* _Source data_:
|---|

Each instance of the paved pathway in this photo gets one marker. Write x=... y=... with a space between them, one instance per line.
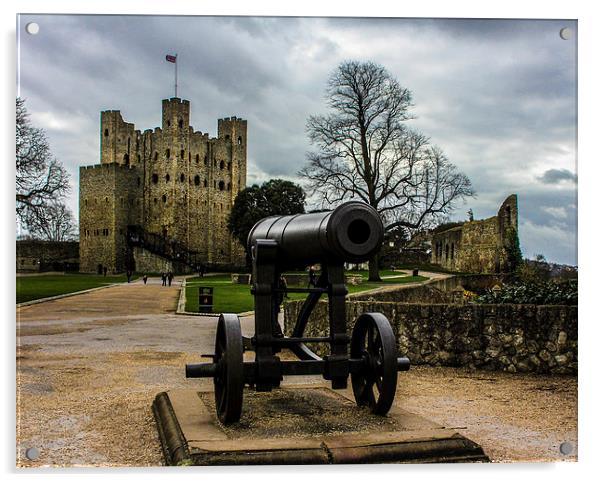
x=90 y=365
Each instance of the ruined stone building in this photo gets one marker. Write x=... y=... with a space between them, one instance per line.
x=477 y=246
x=164 y=188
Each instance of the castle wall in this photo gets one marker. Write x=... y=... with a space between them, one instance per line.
x=477 y=246
x=182 y=185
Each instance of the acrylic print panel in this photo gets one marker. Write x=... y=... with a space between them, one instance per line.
x=148 y=147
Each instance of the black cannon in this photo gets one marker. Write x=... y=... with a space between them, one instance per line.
x=353 y=232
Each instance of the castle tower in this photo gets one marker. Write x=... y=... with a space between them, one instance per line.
x=170 y=181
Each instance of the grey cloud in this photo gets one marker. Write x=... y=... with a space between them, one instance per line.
x=498 y=96
x=555 y=176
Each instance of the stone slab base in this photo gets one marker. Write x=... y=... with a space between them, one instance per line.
x=300 y=425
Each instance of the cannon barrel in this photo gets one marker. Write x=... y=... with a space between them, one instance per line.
x=352 y=232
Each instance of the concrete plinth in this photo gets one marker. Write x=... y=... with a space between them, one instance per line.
x=301 y=425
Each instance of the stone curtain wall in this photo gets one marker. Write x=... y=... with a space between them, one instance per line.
x=513 y=338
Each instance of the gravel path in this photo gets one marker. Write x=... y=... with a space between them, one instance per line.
x=89 y=366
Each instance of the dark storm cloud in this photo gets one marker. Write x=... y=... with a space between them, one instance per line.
x=497 y=96
x=555 y=176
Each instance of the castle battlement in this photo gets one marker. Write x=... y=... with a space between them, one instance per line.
x=171 y=180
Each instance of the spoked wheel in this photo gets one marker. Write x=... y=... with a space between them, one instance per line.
x=228 y=379
x=373 y=341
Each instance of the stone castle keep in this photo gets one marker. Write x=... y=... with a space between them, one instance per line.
x=477 y=246
x=170 y=183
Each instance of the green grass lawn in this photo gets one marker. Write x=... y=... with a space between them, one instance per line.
x=236 y=298
x=36 y=287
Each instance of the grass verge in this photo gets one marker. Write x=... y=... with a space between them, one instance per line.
x=35 y=287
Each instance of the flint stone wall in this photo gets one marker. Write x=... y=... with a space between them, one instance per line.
x=512 y=338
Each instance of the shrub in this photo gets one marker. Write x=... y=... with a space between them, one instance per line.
x=538 y=293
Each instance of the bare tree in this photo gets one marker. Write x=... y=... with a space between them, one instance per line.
x=365 y=151
x=41 y=179
x=54 y=223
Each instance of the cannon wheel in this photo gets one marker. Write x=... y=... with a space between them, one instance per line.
x=373 y=341
x=228 y=379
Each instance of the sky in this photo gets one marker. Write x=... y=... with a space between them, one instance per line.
x=497 y=96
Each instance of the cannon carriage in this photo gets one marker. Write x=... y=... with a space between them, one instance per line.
x=353 y=232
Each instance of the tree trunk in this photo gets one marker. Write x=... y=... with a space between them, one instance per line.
x=373 y=269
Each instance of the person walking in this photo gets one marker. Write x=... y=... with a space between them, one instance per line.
x=312 y=277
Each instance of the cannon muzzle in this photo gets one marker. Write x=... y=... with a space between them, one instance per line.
x=352 y=232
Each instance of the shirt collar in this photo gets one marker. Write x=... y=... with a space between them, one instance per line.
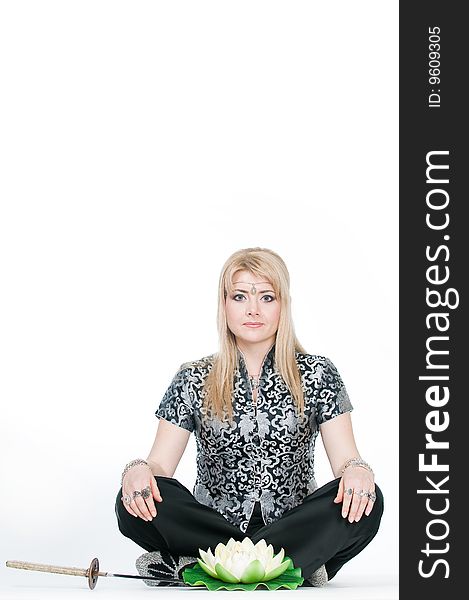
x=267 y=362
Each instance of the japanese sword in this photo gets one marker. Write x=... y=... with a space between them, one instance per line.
x=91 y=573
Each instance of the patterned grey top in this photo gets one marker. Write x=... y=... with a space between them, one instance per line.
x=268 y=454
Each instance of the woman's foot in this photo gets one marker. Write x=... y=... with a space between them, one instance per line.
x=162 y=564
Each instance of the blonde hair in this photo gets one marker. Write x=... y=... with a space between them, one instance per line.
x=219 y=382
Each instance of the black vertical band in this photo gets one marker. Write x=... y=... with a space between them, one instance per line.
x=434 y=238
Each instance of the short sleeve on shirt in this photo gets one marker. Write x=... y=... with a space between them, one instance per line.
x=333 y=398
x=176 y=405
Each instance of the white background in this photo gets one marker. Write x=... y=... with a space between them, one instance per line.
x=141 y=144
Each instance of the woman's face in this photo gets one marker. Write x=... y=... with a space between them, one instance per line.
x=252 y=317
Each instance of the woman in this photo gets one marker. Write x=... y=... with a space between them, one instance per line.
x=256 y=408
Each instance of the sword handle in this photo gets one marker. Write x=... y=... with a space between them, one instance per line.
x=18 y=564
x=92 y=573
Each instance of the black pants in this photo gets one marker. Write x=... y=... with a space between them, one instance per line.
x=313 y=533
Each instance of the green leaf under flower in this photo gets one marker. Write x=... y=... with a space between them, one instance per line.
x=196 y=576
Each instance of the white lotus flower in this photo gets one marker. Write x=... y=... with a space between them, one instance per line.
x=243 y=561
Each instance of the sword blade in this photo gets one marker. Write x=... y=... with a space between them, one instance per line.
x=179 y=582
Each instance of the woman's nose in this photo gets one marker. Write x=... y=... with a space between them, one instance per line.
x=253 y=309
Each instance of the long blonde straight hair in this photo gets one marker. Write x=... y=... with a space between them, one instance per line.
x=219 y=382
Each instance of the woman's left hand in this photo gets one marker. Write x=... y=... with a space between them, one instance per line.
x=354 y=488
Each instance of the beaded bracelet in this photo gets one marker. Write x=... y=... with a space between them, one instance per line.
x=357 y=462
x=132 y=463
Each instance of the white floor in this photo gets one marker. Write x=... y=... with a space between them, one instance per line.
x=35 y=586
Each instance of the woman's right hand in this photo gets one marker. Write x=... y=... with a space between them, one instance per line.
x=140 y=478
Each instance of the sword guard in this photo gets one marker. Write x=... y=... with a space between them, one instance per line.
x=93 y=573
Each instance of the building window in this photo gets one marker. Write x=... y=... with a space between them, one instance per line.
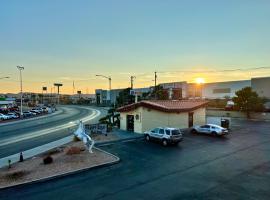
x=221 y=90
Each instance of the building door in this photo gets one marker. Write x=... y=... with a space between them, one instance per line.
x=130 y=123
x=190 y=119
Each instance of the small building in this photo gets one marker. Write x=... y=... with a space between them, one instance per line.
x=145 y=115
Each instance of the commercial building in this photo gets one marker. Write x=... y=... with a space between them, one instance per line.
x=184 y=90
x=221 y=90
x=145 y=115
x=261 y=86
x=107 y=97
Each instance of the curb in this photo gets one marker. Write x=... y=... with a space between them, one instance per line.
x=68 y=173
x=30 y=119
x=119 y=141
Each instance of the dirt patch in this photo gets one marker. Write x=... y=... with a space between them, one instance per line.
x=34 y=168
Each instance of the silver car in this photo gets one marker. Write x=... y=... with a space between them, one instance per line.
x=164 y=135
x=210 y=129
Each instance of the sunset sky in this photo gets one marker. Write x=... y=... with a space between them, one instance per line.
x=72 y=40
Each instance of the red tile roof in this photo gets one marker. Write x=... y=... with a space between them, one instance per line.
x=166 y=105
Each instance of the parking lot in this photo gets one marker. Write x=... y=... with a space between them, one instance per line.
x=201 y=167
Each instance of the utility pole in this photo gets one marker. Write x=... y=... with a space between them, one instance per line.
x=58 y=85
x=132 y=81
x=110 y=85
x=20 y=69
x=155 y=85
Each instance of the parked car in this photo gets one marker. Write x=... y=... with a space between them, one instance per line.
x=36 y=111
x=12 y=115
x=44 y=109
x=210 y=129
x=3 y=117
x=165 y=135
x=28 y=114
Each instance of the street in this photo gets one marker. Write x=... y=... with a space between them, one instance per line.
x=200 y=167
x=25 y=135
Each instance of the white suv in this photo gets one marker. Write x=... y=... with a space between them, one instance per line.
x=165 y=135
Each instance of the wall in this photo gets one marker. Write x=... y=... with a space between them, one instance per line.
x=208 y=89
x=137 y=123
x=236 y=114
x=199 y=117
x=261 y=86
x=150 y=119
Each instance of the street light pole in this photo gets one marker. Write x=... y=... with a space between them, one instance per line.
x=110 y=83
x=20 y=69
x=4 y=77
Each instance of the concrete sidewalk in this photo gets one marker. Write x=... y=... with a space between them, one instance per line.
x=123 y=136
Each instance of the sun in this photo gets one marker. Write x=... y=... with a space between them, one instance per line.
x=200 y=80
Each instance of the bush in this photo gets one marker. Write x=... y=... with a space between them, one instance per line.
x=76 y=139
x=47 y=160
x=16 y=175
x=73 y=150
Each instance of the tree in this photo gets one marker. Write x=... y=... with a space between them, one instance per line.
x=247 y=100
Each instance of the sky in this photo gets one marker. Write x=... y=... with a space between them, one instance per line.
x=73 y=40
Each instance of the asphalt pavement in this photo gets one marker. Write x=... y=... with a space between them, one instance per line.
x=200 y=167
x=26 y=135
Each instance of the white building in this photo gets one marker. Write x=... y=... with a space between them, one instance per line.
x=220 y=90
x=146 y=115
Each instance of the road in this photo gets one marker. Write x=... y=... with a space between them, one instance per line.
x=201 y=167
x=28 y=134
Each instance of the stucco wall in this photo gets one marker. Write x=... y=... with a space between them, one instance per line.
x=150 y=119
x=199 y=117
x=153 y=118
x=261 y=86
x=137 y=122
x=236 y=114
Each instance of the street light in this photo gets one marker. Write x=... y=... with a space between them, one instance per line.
x=4 y=77
x=107 y=77
x=110 y=83
x=20 y=69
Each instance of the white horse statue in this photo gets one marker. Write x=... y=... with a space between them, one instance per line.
x=81 y=134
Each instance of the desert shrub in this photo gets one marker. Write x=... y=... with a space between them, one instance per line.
x=76 y=139
x=47 y=160
x=16 y=175
x=54 y=151
x=73 y=150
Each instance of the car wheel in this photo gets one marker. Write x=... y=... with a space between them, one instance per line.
x=164 y=143
x=193 y=131
x=214 y=133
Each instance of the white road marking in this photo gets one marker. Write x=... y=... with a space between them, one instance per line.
x=34 y=134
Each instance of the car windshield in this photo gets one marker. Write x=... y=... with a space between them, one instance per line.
x=175 y=132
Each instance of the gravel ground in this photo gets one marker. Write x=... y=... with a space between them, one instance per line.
x=34 y=169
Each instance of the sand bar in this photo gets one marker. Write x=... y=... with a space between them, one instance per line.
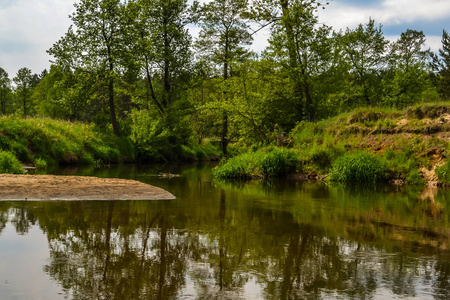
x=51 y=187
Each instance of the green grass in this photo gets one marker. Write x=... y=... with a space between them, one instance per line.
x=365 y=145
x=265 y=163
x=359 y=167
x=50 y=141
x=9 y=163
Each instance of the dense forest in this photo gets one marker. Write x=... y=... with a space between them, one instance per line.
x=133 y=69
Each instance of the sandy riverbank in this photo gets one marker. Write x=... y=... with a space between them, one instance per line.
x=50 y=187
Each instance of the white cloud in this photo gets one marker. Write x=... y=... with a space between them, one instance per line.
x=388 y=12
x=27 y=29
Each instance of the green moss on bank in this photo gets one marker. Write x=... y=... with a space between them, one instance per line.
x=61 y=142
x=367 y=144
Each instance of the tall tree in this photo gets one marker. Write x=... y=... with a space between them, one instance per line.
x=444 y=52
x=223 y=38
x=160 y=46
x=407 y=79
x=365 y=49
x=24 y=83
x=94 y=44
x=5 y=88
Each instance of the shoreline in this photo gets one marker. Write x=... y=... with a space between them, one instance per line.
x=73 y=188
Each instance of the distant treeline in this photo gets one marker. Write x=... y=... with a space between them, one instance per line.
x=132 y=68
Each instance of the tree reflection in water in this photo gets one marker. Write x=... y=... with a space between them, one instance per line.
x=261 y=241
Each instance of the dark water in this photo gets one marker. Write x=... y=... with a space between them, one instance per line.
x=260 y=240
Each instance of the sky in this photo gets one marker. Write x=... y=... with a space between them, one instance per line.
x=30 y=27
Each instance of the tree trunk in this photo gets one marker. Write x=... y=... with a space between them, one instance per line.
x=112 y=108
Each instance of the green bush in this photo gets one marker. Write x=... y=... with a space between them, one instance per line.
x=9 y=163
x=61 y=141
x=443 y=173
x=40 y=164
x=278 y=162
x=274 y=162
x=239 y=167
x=359 y=167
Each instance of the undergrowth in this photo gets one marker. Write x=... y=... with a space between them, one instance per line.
x=265 y=163
x=42 y=141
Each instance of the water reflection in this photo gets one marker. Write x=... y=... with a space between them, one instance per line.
x=260 y=240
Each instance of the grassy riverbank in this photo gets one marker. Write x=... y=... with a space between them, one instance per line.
x=46 y=141
x=367 y=144
x=43 y=141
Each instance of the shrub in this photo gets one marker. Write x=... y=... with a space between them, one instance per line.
x=278 y=162
x=443 y=173
x=9 y=163
x=40 y=164
x=359 y=167
x=238 y=167
x=275 y=162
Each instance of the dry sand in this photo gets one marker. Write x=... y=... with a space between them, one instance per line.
x=50 y=187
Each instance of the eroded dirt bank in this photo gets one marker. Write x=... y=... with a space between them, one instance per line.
x=50 y=187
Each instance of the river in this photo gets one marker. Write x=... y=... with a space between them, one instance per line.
x=219 y=240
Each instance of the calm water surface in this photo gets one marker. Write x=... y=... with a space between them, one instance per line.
x=217 y=240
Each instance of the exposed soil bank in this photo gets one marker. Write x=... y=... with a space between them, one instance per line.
x=50 y=187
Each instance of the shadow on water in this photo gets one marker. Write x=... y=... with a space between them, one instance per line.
x=256 y=240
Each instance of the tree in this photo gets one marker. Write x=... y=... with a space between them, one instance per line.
x=365 y=49
x=24 y=83
x=444 y=63
x=407 y=78
x=5 y=89
x=160 y=46
x=94 y=44
x=306 y=51
x=223 y=39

|---|

* _What needs to be done_: The answer must be the lines from the one containing "Each instance of the undergrowth" through the last line of the records, written out exactly; please include nothing more.

* _Task solution_:
Each instance of the undergrowth in this photo gets one marker. Write x=... y=... with a space between them, one instance per line.
x=265 y=163
x=42 y=141
Each instance of the water reflection in this photo gets one marker. Write x=... y=... with a space between them, one instance per line.
x=260 y=240
Each instance of the grassy riverbank in this photo gets one marker. Write x=... y=... with a space between them, one instance per line.
x=46 y=141
x=367 y=144
x=43 y=141
Each instance of the shrub in this photo gets one marker. Write x=... y=... with a space between them, one instance per line.
x=278 y=162
x=443 y=173
x=9 y=163
x=40 y=164
x=359 y=167
x=238 y=167
x=275 y=162
Each instance of the dry sand in this photo gets one marker. Write x=... y=... with a space between them, one instance per line.
x=50 y=187
Each instance of the eroded dirt bank in this photo gets one marker. Write x=... y=... with a space between them, one instance per line.
x=50 y=187
Each instance of the river in this photo gets one marker. Write x=... y=... with a space between them, one instance per line.
x=219 y=240
Each instance of the calm water surface in this photo gets one marker. Write x=... y=... with a space between them, one instance per line.
x=217 y=240
Each instance of the exposed soil bank in this photo gets one marker. Write x=... y=... with a space between them, one instance per line.
x=50 y=187
Each instance of the shadow on water in this photo gets one marker. Write x=... y=... with a space between them, one instance per line.
x=256 y=240
Each instance of the tree in this photo gets one marker. Write x=... y=... with a space between them, one instance per line.
x=365 y=49
x=24 y=83
x=444 y=63
x=407 y=78
x=5 y=89
x=160 y=46
x=94 y=44
x=306 y=51
x=223 y=39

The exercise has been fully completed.